_Work to do_
Show each line of the listing that contains the string "water", matching case exactly.

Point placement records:
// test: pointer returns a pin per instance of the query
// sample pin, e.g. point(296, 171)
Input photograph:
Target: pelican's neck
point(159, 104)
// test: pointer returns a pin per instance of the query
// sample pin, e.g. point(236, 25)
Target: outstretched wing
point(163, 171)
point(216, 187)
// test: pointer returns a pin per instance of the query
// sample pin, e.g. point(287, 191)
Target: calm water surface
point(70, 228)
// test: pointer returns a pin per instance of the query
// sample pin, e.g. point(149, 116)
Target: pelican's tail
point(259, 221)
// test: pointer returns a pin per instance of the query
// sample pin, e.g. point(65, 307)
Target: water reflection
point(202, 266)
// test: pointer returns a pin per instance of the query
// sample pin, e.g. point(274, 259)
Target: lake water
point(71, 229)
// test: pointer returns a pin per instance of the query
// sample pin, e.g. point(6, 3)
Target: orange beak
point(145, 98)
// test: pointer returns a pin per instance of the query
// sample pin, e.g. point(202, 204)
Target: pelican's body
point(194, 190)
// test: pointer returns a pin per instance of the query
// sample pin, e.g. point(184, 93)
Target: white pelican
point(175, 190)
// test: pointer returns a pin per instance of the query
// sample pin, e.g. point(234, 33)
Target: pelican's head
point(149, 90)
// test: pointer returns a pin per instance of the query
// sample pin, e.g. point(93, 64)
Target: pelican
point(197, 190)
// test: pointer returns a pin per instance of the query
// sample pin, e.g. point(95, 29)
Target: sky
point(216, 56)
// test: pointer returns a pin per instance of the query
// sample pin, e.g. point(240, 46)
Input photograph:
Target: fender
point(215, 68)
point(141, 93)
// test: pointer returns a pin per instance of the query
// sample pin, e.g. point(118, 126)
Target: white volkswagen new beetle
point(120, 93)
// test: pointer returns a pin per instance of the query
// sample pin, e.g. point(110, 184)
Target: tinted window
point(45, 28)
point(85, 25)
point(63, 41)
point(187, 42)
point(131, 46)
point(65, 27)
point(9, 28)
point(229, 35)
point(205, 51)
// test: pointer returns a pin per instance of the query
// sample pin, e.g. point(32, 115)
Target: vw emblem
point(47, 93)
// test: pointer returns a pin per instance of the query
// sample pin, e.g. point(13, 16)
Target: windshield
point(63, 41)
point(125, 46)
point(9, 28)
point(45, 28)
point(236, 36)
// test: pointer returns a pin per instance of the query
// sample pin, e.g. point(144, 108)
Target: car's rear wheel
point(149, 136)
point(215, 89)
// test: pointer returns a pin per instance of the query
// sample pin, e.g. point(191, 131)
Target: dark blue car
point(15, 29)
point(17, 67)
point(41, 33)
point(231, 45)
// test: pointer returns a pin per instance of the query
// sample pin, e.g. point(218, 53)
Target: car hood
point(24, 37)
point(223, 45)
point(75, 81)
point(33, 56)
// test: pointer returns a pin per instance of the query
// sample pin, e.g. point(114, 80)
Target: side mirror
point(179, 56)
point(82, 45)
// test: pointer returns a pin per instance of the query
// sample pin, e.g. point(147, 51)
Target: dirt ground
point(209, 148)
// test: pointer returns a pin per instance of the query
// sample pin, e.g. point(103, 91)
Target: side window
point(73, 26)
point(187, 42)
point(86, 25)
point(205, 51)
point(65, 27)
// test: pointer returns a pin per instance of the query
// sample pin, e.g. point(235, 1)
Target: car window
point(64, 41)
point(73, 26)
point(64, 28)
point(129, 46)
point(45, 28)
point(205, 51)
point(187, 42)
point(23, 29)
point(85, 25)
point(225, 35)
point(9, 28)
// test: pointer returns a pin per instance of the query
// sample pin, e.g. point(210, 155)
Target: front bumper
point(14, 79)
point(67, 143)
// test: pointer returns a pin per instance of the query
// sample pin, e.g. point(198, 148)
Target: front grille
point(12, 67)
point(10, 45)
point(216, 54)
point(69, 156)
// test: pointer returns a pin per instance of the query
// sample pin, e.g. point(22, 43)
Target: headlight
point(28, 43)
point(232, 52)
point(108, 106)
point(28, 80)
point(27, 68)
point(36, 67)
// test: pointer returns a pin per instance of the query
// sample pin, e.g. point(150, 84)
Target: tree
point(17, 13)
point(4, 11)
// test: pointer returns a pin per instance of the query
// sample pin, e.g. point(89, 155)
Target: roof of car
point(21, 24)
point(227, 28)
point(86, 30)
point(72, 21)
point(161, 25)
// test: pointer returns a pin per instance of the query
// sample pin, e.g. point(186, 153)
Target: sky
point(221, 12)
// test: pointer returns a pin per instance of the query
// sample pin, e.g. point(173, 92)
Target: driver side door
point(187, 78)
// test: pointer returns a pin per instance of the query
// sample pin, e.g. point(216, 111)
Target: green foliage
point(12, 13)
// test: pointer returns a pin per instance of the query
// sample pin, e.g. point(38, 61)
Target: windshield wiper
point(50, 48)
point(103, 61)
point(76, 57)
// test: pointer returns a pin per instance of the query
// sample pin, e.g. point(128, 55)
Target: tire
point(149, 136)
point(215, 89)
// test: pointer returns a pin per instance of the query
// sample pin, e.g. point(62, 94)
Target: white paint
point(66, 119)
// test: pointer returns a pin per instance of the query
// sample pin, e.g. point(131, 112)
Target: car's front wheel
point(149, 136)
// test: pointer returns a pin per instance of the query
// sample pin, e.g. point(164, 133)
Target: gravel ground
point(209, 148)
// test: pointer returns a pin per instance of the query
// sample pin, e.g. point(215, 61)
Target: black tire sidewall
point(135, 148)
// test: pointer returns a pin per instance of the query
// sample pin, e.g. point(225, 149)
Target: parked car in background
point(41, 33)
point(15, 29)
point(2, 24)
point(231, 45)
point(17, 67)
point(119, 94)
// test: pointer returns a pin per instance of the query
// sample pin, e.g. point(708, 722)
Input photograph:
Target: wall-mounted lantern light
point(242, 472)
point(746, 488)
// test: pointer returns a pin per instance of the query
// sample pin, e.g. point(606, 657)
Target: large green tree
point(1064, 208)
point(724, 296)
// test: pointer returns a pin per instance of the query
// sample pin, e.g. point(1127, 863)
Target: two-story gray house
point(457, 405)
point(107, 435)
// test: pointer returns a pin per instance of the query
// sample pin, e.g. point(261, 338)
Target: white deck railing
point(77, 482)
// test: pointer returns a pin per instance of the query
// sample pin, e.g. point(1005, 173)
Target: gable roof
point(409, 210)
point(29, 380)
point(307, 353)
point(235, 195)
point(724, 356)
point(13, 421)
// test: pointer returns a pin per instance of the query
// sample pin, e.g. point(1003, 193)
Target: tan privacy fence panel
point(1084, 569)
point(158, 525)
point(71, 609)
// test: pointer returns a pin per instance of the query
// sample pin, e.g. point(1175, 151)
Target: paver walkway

_The result_
Target: calm water surface
Target: water reflection
Target: lake water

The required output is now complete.